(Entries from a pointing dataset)
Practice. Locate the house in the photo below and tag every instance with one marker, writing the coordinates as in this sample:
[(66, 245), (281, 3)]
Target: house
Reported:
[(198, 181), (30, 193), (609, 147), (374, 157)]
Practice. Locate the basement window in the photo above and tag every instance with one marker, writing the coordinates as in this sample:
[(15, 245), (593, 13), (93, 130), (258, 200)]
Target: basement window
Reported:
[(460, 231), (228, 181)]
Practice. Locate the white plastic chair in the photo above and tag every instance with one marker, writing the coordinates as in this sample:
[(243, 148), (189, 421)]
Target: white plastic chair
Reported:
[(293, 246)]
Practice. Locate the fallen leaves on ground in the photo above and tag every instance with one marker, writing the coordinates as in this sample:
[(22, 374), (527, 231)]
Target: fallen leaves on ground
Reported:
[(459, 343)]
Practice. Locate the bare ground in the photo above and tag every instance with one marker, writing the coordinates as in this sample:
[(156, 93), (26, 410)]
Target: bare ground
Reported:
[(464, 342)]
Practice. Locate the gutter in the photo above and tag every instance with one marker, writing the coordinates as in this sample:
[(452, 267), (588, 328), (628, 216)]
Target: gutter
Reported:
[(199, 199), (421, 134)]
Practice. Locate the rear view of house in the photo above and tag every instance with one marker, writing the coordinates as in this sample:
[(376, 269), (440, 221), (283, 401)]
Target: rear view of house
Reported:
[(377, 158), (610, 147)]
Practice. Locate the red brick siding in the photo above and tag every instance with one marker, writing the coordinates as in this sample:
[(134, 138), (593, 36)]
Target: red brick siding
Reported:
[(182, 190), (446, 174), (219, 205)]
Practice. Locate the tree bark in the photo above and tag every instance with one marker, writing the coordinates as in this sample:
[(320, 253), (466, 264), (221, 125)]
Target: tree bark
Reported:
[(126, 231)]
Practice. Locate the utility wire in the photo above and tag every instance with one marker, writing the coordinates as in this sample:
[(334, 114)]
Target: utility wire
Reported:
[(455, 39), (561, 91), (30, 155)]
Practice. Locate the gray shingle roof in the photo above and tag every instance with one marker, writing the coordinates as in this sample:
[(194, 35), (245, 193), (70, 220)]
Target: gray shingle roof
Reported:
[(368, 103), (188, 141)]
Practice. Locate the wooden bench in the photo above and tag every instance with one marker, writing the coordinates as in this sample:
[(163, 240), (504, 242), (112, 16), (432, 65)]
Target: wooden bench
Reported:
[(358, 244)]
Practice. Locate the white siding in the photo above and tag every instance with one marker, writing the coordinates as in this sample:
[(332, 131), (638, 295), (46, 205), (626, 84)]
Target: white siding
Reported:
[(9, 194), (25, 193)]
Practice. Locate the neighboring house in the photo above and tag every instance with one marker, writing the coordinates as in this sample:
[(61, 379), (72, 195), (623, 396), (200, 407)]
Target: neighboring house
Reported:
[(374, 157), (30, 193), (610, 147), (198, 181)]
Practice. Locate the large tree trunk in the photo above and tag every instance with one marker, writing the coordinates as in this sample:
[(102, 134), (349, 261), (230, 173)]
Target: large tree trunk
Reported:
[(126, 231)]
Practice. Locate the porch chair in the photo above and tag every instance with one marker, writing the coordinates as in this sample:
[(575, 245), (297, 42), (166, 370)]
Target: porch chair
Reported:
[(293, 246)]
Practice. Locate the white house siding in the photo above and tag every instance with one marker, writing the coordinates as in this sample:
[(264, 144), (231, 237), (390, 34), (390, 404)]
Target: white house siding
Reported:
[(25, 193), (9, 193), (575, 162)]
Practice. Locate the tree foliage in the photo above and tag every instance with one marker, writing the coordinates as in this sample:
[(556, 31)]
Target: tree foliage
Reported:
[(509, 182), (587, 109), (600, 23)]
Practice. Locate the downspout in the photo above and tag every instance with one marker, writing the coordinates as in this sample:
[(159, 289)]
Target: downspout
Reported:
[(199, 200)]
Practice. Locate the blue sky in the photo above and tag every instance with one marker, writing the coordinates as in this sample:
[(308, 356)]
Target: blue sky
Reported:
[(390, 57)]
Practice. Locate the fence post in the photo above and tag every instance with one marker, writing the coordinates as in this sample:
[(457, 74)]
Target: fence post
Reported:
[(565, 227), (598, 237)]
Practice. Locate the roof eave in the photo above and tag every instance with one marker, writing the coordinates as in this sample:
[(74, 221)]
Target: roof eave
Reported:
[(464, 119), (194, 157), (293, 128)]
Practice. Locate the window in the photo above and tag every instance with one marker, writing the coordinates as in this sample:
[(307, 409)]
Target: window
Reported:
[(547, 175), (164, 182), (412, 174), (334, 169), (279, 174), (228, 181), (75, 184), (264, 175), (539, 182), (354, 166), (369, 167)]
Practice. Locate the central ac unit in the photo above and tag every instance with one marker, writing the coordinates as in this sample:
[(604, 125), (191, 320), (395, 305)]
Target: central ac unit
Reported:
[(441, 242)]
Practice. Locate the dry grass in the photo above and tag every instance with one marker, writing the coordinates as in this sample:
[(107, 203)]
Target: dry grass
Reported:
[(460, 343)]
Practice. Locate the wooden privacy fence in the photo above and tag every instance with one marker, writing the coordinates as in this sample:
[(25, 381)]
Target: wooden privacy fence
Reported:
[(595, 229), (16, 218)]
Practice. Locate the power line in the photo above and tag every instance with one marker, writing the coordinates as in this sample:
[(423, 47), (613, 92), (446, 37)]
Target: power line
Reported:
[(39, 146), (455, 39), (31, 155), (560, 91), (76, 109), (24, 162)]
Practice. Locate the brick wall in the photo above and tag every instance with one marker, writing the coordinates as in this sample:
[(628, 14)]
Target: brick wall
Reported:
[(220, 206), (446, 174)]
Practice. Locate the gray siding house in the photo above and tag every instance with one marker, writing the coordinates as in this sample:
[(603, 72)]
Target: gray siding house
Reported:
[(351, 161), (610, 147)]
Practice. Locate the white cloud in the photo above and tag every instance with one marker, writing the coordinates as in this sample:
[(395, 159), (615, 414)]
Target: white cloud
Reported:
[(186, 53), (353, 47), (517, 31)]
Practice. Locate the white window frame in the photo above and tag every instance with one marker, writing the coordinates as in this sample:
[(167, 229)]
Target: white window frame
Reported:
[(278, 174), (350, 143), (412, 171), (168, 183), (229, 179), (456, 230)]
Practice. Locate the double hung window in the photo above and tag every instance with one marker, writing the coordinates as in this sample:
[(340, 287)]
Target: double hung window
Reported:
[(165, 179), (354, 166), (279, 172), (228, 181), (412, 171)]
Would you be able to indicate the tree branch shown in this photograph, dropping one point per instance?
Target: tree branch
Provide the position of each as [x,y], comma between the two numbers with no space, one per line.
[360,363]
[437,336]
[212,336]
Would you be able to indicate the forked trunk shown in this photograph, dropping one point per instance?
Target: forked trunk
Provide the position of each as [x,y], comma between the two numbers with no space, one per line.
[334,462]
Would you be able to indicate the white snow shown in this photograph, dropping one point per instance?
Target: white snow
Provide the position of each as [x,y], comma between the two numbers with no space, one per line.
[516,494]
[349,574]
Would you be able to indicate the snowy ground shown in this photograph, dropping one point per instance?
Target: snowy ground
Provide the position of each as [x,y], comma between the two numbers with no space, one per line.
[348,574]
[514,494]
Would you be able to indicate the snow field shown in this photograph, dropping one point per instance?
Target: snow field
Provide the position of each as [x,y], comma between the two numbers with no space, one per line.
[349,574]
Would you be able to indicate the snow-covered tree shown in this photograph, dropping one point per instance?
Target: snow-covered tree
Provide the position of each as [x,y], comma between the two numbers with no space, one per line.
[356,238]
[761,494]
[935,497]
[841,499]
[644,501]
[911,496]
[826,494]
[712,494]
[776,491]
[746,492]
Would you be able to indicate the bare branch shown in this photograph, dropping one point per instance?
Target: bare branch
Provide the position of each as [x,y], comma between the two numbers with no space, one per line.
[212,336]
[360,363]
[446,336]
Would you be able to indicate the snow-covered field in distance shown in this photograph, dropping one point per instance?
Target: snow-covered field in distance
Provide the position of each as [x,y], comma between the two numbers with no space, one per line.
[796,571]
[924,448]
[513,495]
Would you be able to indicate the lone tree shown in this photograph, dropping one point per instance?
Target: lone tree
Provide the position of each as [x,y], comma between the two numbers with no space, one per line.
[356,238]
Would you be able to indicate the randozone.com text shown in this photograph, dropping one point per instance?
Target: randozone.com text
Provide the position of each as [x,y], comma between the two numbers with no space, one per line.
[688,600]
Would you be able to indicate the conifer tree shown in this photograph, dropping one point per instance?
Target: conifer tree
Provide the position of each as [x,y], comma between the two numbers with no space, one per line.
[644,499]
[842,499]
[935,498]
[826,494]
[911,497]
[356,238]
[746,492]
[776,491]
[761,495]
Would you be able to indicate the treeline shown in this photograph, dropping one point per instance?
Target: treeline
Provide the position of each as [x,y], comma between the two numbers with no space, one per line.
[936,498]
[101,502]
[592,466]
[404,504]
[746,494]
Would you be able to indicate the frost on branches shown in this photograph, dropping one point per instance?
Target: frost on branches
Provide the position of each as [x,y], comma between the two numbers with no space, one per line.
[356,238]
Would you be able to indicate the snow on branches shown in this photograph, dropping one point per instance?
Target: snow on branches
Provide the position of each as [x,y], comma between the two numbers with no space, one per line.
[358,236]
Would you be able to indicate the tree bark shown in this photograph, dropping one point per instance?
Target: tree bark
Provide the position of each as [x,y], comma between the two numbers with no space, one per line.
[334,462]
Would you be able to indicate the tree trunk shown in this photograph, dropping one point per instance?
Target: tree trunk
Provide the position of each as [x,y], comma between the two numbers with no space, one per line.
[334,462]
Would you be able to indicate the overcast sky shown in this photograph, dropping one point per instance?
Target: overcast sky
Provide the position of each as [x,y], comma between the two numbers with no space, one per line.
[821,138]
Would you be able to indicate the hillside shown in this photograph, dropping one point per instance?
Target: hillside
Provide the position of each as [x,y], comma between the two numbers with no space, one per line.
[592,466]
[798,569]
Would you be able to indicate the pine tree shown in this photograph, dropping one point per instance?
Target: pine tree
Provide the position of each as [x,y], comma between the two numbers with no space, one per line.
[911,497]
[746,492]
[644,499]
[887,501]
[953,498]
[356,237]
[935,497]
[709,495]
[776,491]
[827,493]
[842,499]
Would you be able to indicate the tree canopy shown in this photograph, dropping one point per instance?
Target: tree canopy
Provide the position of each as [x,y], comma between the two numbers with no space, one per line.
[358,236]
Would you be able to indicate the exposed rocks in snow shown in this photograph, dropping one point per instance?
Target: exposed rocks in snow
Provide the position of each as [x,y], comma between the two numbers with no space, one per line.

= Directions =
Rewrite the lines of the items above as a numbered list with any blank lines left out. Begin at the line that contains "Practice. Locate the white siding" and stop after the line that contains "[(374, 157), (30, 193), (610, 147), (198, 181)]".

= Solution for this problem =
1. Practice. Locate the white siding in the photo above and tag every instance with one marker, writing the coordinates as in this sample:
2. [(332, 131), (638, 295), (46, 205), (626, 84)]
3. Target: white siding
4. Reported:
5. [(9, 194), (25, 193)]
6. Practice. Locate the neighboring house in the photo above and tag every instance with one marker, writing the coordinates as in this sample:
7. [(61, 379), (72, 195), (623, 396), (200, 407)]
8. Target: neighboring house
9. Reported:
10. [(374, 157), (30, 193), (610, 147), (198, 181)]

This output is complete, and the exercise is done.